───── Selection
# IMDB data set: opinions and recurrent neural networks

## Required imports

In [None]:
from collections import Counter
from keras.datasets import imdb
import matplotlib.pyplot as plt
%matplotlib inline
import numpy as np
from pathlib import Path
import pickle

### Loading the data set

Load the data set, it will be downloaded and cached.

In [None]:
(x_train, y_train), (x_test, y_test) = imdb.load_data()

## Exploring the data set

### Data shape and types

Shape and type of the input and output.

In [None]:
x_train.shape, x_train.dtype, y_train.shape, y_train.dtype

In [None]:
x_test.shape, x_test.dtype, y_test.shape, y_test.dtype

Both training and test sets have 25,000 examples each.  The input is a list of integers, the output either 0 or 1.

In [None]:
type(x_train[0]), len(x_train[0]), type(x_train[0][0])

In [None]:
set(y_train)

Each training input consists of a list of integers.  Each integer uniquely represents a word, the list represents a text as an ordered sequence of words. The corresponding output is an integer, either 0 or 1, representing the opinion expressed in the review text.

### Review lengths

We can visualize the distribution of the review lengths in a histogram, one for the training, the other for the test input.

In [None]:
figure, axes = plt.subplots(nrows=1, ncols=2, figsize=(15, 5))
for i, reviews in enumerate((x_train, x_test)):
    review_lengths = map(len, reviews)
    axes[i].hist(list(review_lengths), bins=50);
figure.tight_layout()

### Word distribution

The distribution of the words, or features, can also be visualized.

The following computation is rather time consuming, so its results are pickled, so that they can be reused for demonstartion purposes without redoing the computation.

In [None]:
pickle_path = Path('feature_count.pkl')
if not pickle_path.exists():
    feature_counter = Counter()
    for review in x_train:
        for feature in review:
            feature_counter[feature] += 1
    with open('feature_count.pkl', 'wb') as pickle_file:
        pickle.dump(feature_counter, pickle_file)
else:
    with open('feature_count.pkl', 'rb') as pickle_file:
        feature_counter = pickle.load(pickle_file)

In [None]:
feature_counter.most_common(10)

Note that the most common word starts at index 4, which may be unexpected.

In [None]:
feature_counter[0], feature_counter[1], feature_counter[2], feature_counter[3]

Index 0 serves as padding, 1 as start of a review (note that it occurs as many times as there are reviews in the training set).  For more details, see the section on texts below.

In [None]:
len(feature_counter)

In [None]:
plt.semilogy(list(feature_counter.keys()), list(feature_counter.values()),
             '.', alpha=0.3, markersize=1)
plt.xlabel('feature')
──────────
**Work to do**.
1. How many examples do the training and test sets each contain, according to the IMDB notebook?
2. Write a continuation of the IMDB notebook, picking up right after its final line of code.
The data that comes next is not related to the IMDB notebook above.
───── Source data
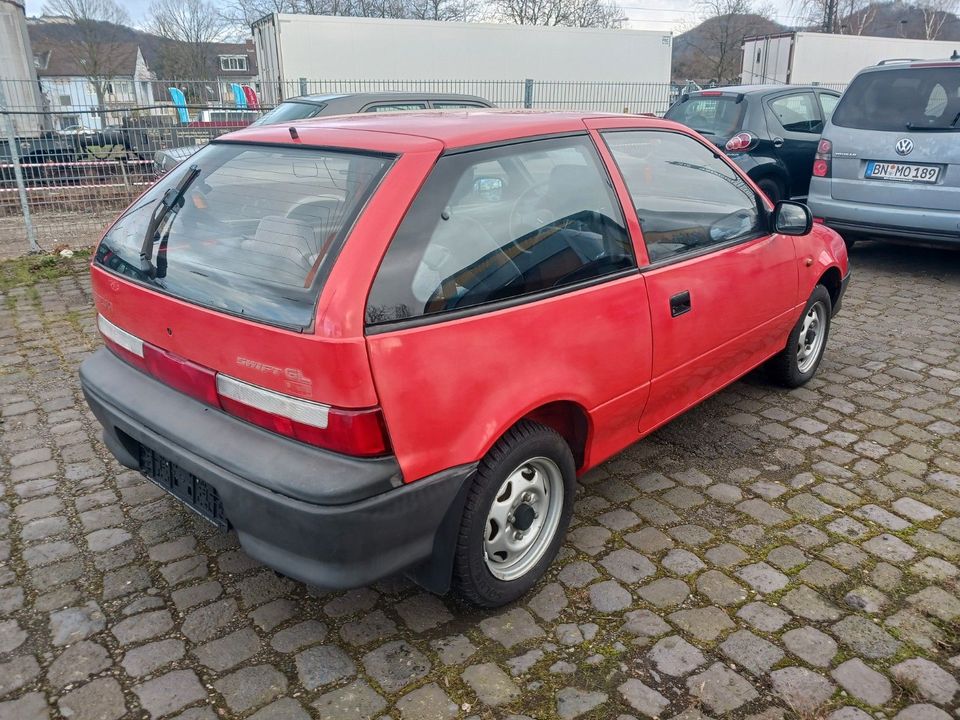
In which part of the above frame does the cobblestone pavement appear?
[0,245,960,720]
──────────
**Responses for each task**.
1. Both sets contain 25,000 examples each.

2.
plt.ylabel('frequency');

The features, i.e., the words, follow a Zipf-like distribution, which doesn't come as a surprise.  Since this computation is time consuming, we assume similar results for the test set.

Note that the minimum index is 1, the maximum 88586.

In [None]:
min(feature_counter.keys()), max(feature_counter.keys())

### Sentiment distribution

The distirbution of the opinions, 0 or 1, can be visualized in a bar plot, again one for the training, the other for the test output.

In [None]:
figure, axes = plt.subplots(1, 2)
for i, opinions in enumerate((y_train, y_test)):
    counter = [0, 0]
    for opinion in opinions:
        counter[opinion] += 1
    axes[i].bar(['0', '1'], counter, 0.5);
figure.tight_layout()

Positive and negetive opinions are uniformly distributed in the training set and the test set.

## Texts

The texts represented as a list of integers, each integer representing a specific word.  The word index, i.e, a dictionary that has the words as keys, and the integers as values is also available in the IMDB dataset.

In [None]:
word_index = imdb.get_word_index()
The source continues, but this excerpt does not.